--- start INPUT DATA ---

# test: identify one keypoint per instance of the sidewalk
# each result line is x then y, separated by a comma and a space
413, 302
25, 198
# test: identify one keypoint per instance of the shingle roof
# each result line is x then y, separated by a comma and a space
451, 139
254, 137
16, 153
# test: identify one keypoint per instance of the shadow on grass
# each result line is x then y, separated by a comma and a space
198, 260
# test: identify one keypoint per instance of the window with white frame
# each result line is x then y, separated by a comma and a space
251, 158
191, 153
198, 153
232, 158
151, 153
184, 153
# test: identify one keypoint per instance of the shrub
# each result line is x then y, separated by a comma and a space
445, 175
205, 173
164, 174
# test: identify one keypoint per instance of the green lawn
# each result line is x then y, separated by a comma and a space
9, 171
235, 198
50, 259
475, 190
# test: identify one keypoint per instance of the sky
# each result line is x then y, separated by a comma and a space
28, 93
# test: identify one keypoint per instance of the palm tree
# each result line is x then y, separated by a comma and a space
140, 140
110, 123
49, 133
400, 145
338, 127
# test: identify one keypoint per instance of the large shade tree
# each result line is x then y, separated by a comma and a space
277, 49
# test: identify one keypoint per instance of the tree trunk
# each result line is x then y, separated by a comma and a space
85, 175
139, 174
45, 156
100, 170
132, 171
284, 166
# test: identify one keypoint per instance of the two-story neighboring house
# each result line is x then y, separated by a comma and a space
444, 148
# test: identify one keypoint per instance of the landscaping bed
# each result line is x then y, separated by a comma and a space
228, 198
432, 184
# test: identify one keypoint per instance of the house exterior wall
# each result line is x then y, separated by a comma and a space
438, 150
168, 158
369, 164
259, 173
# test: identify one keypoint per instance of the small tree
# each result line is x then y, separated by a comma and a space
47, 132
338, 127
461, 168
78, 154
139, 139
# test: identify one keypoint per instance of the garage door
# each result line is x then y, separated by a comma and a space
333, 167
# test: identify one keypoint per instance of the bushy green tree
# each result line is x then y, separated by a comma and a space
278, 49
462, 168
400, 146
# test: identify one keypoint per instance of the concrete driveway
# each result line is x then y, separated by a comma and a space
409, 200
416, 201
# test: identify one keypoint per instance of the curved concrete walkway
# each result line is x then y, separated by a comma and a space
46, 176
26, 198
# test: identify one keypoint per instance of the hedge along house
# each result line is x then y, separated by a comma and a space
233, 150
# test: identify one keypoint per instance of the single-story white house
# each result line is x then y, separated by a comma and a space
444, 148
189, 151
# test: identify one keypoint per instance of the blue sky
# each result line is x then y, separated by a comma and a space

--- end INPUT DATA ---

* EXERCISE OBJECTIVE *
From the listing above, reproduce all the lines exactly.

* EXERCISE OUTPUT *
# test: identify one keypoint per instance of the sidewalk
# each result line is x then y, separated by a comma and a space
413, 302
25, 198
# test: identify one keypoint per instance of the shingle roof
# each result line is x then y, separated by a comma and a space
451, 139
254, 137
16, 153
# test: identify one keypoint per instance of the shadow on grass
# each result line is x then y, separated by a comma and a space
198, 260
# test: identify one keypoint per instance of the window with white frame
# each result line is x then y, separated by a comma and a space
251, 158
191, 153
198, 153
232, 158
151, 153
184, 153
# test: identify one keypoint per instance of the shrub
# each result line is x then y, separated by a comma and a space
445, 175
205, 173
164, 174
# test: identify one keypoint per instance of the green lawn
# each result line is x then y, separated by a comma and a space
9, 171
235, 198
50, 259
475, 190
# test: identify one keypoint per instance of the sky
# each result line is x then y, separated by a comma and a space
28, 93
# test: identify one keypoint per instance of the palm tree
# each result line is x then y, separated by a comma and a space
140, 140
110, 123
49, 133
400, 145
338, 127
# test: identify one keypoint per instance of the large shade tree
# each result line is x then y, separated by a comma and a space
277, 49
# test: identify one keypoint per instance of the tree trunk
# each result line is x then y, separated by a comma and a space
85, 175
139, 174
45, 156
100, 170
132, 171
284, 166
# test: identify one keypoint per instance of the two-story neighboring house
# each result line is x then y, separated by a comma and a space
444, 148
# test: identify one keypoint per instance of the landscaping bed
# each result line is x then y, separated by a comma and a space
228, 198
432, 184
# test: identify one keypoint per instance of the house exterior wall
# each result line is x then y, separated by a comma and a space
438, 150
168, 158
369, 164
259, 173
# test: identify one keypoint per instance of the small tree
# each result line is x then y, separated by a comma and a space
47, 132
338, 127
461, 168
78, 154
139, 139
# test: identify one keypoint per instance of the garage door
# each result line is x then y, separated by a comma and a space
333, 167
# test: identify one keypoint per instance of the bushy green tree
# each result line is x then y, separated by a comma and a space
278, 49
462, 168
400, 146
# test: identify one keypoint per instance of the concrete driveway
# each result line is x then y, separated by a comma and a space
409, 200
416, 201
# test: identify one keypoint per instance of the curved concrete walkway
# each result line is x then y, separated by a comma and a space
46, 176
26, 198
# test: identify one keypoint per instance of the hedge along house
# each result line is x then y, separated by a comma and a space
233, 150
# test: identify one keypoint per instance of the single-story white house
# each result line is x then y, separated by a comma and a space
444, 148
189, 151
# test: identify one keypoint per instance of the blue sky
# each result line is x then y, separated by a comma and a space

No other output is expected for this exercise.